***** EXERCISE INPUT

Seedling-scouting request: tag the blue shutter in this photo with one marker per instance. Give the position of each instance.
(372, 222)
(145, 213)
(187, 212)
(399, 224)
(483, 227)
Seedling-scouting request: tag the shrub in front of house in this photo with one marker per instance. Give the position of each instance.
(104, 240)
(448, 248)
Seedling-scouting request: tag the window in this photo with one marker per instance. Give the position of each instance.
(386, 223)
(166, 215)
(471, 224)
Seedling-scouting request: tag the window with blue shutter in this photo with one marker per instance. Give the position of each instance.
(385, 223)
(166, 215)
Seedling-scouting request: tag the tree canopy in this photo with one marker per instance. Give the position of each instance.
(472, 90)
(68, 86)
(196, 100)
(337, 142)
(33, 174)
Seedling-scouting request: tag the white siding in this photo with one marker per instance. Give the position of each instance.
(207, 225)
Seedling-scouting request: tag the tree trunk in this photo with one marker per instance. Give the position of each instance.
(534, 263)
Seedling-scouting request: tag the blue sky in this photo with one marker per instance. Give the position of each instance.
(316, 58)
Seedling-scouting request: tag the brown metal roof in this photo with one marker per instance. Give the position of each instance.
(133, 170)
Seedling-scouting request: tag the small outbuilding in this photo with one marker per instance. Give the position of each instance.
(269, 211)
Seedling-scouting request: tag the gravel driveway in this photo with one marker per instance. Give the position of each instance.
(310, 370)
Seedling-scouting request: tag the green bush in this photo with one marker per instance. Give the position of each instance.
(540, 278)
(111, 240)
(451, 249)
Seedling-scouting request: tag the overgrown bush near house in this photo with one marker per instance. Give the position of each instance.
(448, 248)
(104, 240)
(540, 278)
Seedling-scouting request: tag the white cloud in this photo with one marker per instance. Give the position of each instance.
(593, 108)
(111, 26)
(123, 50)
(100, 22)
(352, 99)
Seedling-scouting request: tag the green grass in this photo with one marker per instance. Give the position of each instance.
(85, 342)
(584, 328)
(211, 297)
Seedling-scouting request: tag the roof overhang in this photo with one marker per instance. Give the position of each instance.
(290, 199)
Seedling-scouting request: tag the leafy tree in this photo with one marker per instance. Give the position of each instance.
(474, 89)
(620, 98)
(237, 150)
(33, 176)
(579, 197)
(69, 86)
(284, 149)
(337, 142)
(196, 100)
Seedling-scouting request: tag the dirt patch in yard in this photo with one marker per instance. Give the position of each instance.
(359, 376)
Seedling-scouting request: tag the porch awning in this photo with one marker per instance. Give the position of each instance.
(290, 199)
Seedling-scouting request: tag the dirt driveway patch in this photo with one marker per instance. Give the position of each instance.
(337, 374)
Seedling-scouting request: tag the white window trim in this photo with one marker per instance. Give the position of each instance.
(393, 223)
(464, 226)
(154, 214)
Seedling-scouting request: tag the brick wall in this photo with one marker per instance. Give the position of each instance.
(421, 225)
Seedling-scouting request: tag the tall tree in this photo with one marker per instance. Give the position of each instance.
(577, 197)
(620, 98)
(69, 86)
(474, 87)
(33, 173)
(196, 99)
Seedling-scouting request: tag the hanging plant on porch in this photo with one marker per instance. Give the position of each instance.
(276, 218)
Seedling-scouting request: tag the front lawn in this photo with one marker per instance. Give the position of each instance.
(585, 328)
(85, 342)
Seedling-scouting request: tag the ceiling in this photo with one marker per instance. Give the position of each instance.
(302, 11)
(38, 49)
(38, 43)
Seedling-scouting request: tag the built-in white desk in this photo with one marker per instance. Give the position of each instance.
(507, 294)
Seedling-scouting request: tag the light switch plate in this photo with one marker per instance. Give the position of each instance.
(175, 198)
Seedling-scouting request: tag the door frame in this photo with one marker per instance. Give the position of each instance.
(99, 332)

**********
***** EXERCISE INPUT

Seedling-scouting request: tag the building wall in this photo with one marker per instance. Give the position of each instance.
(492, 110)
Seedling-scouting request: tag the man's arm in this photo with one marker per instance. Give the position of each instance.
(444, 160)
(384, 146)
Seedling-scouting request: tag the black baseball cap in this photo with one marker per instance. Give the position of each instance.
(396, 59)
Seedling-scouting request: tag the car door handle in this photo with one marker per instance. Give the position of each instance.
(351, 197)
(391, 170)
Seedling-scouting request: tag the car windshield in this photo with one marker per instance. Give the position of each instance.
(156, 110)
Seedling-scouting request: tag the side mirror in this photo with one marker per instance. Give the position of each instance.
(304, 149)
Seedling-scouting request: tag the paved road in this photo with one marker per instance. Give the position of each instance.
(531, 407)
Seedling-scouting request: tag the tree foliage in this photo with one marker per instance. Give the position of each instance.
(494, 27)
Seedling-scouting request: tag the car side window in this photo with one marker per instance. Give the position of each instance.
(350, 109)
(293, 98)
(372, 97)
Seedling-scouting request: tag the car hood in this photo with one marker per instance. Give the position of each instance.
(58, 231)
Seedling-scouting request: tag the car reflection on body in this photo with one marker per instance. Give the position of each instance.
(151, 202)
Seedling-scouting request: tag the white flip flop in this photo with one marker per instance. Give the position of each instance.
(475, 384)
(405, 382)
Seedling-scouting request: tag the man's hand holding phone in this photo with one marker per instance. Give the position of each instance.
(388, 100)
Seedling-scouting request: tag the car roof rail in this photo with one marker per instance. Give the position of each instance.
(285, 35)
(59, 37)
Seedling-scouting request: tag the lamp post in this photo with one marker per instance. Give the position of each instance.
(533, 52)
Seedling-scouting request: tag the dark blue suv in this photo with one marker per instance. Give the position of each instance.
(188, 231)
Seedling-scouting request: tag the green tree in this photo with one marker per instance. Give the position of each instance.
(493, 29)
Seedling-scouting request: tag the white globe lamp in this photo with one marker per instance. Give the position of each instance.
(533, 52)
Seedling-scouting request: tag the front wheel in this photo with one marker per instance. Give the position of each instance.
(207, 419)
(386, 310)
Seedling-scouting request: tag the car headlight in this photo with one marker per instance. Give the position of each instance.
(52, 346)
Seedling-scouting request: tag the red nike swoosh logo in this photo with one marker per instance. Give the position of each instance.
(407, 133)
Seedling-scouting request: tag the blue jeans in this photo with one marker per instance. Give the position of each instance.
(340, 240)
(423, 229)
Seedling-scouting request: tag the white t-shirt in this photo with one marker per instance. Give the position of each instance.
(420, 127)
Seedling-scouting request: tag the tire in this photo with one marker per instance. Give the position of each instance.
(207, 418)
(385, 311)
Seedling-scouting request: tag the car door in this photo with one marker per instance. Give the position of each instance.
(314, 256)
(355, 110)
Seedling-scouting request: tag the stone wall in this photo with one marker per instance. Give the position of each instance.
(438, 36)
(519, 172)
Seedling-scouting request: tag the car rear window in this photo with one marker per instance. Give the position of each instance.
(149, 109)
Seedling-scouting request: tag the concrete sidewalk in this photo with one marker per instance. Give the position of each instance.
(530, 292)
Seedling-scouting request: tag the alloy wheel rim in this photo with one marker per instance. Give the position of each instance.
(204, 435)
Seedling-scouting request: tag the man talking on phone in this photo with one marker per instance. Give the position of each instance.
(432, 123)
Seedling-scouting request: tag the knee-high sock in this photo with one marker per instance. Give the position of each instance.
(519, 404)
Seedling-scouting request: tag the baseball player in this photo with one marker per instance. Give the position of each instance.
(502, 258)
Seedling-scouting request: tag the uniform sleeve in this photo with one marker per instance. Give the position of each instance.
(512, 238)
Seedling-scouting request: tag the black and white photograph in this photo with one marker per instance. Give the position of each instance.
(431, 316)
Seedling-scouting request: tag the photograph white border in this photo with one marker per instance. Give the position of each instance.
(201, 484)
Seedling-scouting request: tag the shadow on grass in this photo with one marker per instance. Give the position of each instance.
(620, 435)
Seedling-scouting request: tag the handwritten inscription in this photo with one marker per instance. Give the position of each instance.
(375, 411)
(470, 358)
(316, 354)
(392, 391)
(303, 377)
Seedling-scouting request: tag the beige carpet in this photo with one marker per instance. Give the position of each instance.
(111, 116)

**********

▸ EXERCISE: From the material above, copy out every line in which the word "door" appears.

▸ OUTPUT:
Seedling-scouting request: tag the door frame in this photo with one marker per instance. Give the position of each instance.
Seedling-scouting request: tag the car door handle in this photo with one marker per instance. Give the position of each instance.
Seedling-scouting request: tag the car door in this photo with one marker per instance. Give the position of each instance.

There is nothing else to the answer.